What you will do: With nothing added and nothing dropped, write out all of the entries below.

Records excerpted from a collection:
━━━━━━━━━━━━━━━━━━━━
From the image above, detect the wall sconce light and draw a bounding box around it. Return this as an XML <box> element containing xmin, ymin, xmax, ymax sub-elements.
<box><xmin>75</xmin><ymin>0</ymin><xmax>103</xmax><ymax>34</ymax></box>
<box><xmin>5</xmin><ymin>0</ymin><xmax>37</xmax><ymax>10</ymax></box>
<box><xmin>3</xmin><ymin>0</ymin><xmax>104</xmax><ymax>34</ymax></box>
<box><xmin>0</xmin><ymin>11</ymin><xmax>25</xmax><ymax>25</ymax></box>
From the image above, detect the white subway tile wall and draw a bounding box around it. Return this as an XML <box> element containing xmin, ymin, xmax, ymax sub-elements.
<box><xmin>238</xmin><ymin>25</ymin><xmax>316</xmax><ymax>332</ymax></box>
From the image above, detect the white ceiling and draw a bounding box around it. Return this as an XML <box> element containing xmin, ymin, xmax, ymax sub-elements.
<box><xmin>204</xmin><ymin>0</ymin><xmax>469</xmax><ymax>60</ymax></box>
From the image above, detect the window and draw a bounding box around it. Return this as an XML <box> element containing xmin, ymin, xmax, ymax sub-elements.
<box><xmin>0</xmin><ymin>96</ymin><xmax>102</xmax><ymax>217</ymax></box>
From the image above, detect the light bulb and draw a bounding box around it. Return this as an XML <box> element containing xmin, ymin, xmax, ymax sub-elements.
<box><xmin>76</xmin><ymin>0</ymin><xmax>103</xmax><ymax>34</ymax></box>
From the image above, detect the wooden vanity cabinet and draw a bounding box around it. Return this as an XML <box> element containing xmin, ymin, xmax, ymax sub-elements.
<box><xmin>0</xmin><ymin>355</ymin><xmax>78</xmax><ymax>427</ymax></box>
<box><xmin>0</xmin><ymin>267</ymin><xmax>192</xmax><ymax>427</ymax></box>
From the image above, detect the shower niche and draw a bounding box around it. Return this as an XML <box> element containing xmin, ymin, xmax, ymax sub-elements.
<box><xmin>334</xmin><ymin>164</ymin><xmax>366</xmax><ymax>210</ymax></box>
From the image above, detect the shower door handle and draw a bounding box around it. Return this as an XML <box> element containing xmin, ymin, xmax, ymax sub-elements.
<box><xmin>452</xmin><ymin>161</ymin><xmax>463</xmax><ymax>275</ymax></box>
━━━━━━━━━━━━━━━━━━━━
Result of the exercise:
From the image above, detect the wall sconce light and draw a bounding box around it. Return this as an XML <box> element containing xmin, ymin, xmax, ymax sub-elements.
<box><xmin>75</xmin><ymin>0</ymin><xmax>103</xmax><ymax>34</ymax></box>
<box><xmin>5</xmin><ymin>0</ymin><xmax>37</xmax><ymax>10</ymax></box>
<box><xmin>3</xmin><ymin>0</ymin><xmax>104</xmax><ymax>34</ymax></box>
<box><xmin>0</xmin><ymin>11</ymin><xmax>25</xmax><ymax>25</ymax></box>
From the image above, detect the white subway tile wall and draw a bounding box around it. Return this as an XML <box> element containing xmin, ymin, xmax, ymax sub-elements.
<box><xmin>238</xmin><ymin>25</ymin><xmax>316</xmax><ymax>332</ymax></box>
From the image above, detect the white ceiling and draw a bounding box around it. Return this as an XML <box> element containing xmin, ymin, xmax, ymax sub-elements.
<box><xmin>204</xmin><ymin>0</ymin><xmax>469</xmax><ymax>60</ymax></box>
From the image above, detect the window and draw a bounding box around it. Return this as an XML <box> element containing xmin, ymin, xmax, ymax sub-elements.
<box><xmin>0</xmin><ymin>96</ymin><xmax>102</xmax><ymax>217</ymax></box>
From the image above, detect the light bulb and draw a bounding box around it. Return this as an XML <box> element containing xmin, ymin, xmax, ymax sub-elements.
<box><xmin>76</xmin><ymin>0</ymin><xmax>103</xmax><ymax>34</ymax></box>
From the image above, detect the wooden vanity cabinet and draw a bounding box around it. Return this as an XML <box> element containing xmin, ymin, xmax, ymax sub-elements.
<box><xmin>0</xmin><ymin>355</ymin><xmax>78</xmax><ymax>427</ymax></box>
<box><xmin>0</xmin><ymin>267</ymin><xmax>192</xmax><ymax>427</ymax></box>
From the image above, detect the shower niche and draw a bounding box around it. Return this as an XML <box> element containing xmin, ymin, xmax, ymax sub-elements.
<box><xmin>334</xmin><ymin>164</ymin><xmax>366</xmax><ymax>210</ymax></box>
From the image above, detect the shower door handle and draw a bounding box around it. Return this as an XML <box> element containing xmin, ymin, xmax, ymax sub-elements.
<box><xmin>452</xmin><ymin>161</ymin><xmax>463</xmax><ymax>275</ymax></box>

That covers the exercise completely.